» 以下の課題:
[1] 配光パターンに関する抜粋のうち、「図9に示すように、マルチリフ」から「を形成することが可能となる。」までを、両端の語句も含めて一字一句変えずに書き写せ。
[2] 配光パターンに関する抜粋で「図9に示すように」で始まる段落を、主要な事実を残したまま箇条書きに書き直せ。

» 抜粋本文:
____
図9は、車両用灯具101によって仮想鉛直スクリーン上に形成される配光パターンPを示す図である。
図9に示すように、マルチリフレクタ構造の光反射面を有するリフレクタ210は、複数の単位投影像P1を生成し、これらを仮想鉛直スクリーン上に水平方向および斜め方向(例えば水平線に対して15°)に密に並べることにより配光パターンPを形成する。リフレクタ210は、発光装置2aの高輝度側の端部E1に対応する像部分P1´(すなわち照度ピーク部分)が水平カットオフラインCL1および斜めカットオフラインCL2に沿って並ぶ(伸長する)ように投影像を形成する。これにより、水平カットオフラインCL1および斜めカットオフラインCL2近傍が最も明るく、これらのカットオフラインから下方に向けて照度が徐々に低下する遠方視認性に優れたすれ違いビームに適した配光パターンを形成することが可能となる。
____
» 提供データ:
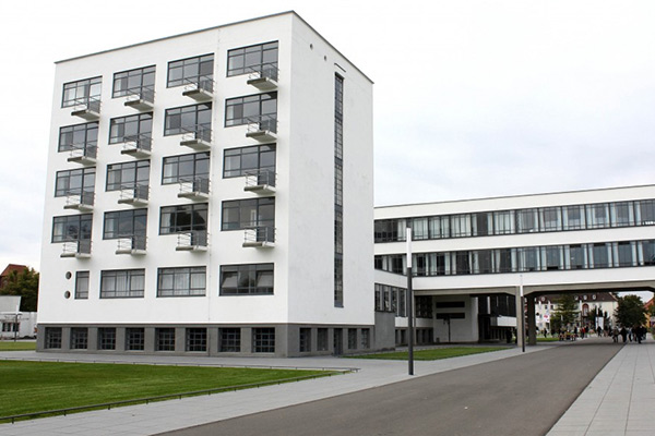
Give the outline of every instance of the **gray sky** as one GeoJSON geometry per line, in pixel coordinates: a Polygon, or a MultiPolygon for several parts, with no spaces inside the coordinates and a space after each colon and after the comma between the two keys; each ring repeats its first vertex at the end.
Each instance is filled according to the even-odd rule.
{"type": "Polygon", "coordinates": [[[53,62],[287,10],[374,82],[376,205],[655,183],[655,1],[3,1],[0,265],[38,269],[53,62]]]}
____
» 解答一覧:
[1]
図9に示すように、マルチリフレクタ構造の光反射面を有するリフレクタ210は、複数の単位投影像P1を生成し、これらを仮想鉛直スクリーン上に水平方向および斜め方向(例えば水平線に対して15°)に密に並べることにより配光パターンPを形成する。リフレクタ210は、発光装置2aの高輝度側の端部E1に対応する像部分P1´(すなわち照度ピーク部分)が水平カットオフラインCL1および斜めカットオフラインCL2に沿って並ぶ(伸長する)ように投影像を形成する。これにより、水平カットオフラインCL1および斜めカットオフラインCL2近傍が最も明るく、これらのカットオフラインから下方に向けて照度が徐々に低下する遠方視認性に優れたすれ違いビームに適した配光パターンを形成することが可能となる。

[2]
- マルチリフレクタ構造の光反射面を有するリフレクタ210が、複数の単位投影像P1を生成する。
- 単位投影像P1を仮想鉛直スクリーン上に水平方向と斜め方向（例えば水平線に対して15°）に密に並べ、配光パターンPを形成する。
- 発光装置2aの高輝度側の端部E1に対応する像部分P1´（照度ピーク部分）が、水平カットオフラインCL1と斜めカットオフラインCL2に沿って並ぶように投影像を形成する。
- その結果、両カットオフライン近傍が最も明るく、そこから下方へ照度が徐々に低下する配光パターンとなる。このパターンは遠方視認性に優れ、すれ違いビームに適している。